Excerpt to read:
Swinney understands the magnitude of the series, which was why he agreed to the countdown clock since August that players see daily.
“We all live and die with this one all year long,” he said, pointing out that since neither team’s season met expectations, fans place an additional burden on this game. “It’s always big. We can win Saturday, and guess what? Next year it will be just as big. It’s a big game every year.”
Asked if these games weighed on him, Swinney shook his head.
“We’ve just got to turn it around,” he said “The reality is we’ve lost five in a row, and nobody’s happy about it. We know why.
“To sit here and say that this one game completely discounts everything that’s been accomplished at Clemson the last six years is crazy,” Swinney said. “That’s really a lack of respect for our players for what they’ve been able to do.
“We’re always trying to get better, and this is an area we’ve got to get better. There is no doubt about it, but to say that it just takes away from everything we’ve accomplished, I think that’s a very narrow way to look at it.”
Asked if he imagines this could be the final time he faces Spurrier, Swinney said the 69-year old Gamecocks coach could probably go for another 30 years.

Supplied material:
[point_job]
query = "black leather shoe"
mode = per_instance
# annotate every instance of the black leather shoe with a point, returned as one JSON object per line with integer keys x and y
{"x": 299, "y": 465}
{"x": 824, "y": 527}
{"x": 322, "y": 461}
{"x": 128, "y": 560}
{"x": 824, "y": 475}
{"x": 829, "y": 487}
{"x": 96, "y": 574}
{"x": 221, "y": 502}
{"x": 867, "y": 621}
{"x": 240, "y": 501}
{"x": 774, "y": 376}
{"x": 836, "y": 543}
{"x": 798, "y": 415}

Short problem: Please write out the entire Swinney passage from above the items, word for word.

Response below:
Swinney understands the magnitude of the series, which was why he agreed to the countdown clock since August that players see daily.
“We all live and die with this one all year long,” he said, pointing out that since neither team’s season met expectations, fans place an additional burden on this game. “It’s always big. We can win Saturday, and guess what? Next year it will be just as big. It’s a big game every year.”
Asked if these games weighed on him, Swinney shook his head.
“We’ve just got to turn it around,” he said “The reality is we’ve lost five in a row, and nobody’s happy about it. We know why.
“To sit here and say that this one game completely discounts everything that’s been accomplished at Clemson the last six years is crazy,” Swinney said. “That’s really a lack of respect for our players for what they’ve been able to do.
“We’re always trying to get better, and this is an area we’ve got to get better. There is no doubt about it, but to say that it just takes away from everything we’ve accomplished, I think that’s a very narrow way to look at it.”
Asked if he imagines this could be the final time he faces Spurrier, Swinney said the 69-year old Gamecocks coach could probably go for another 30 years.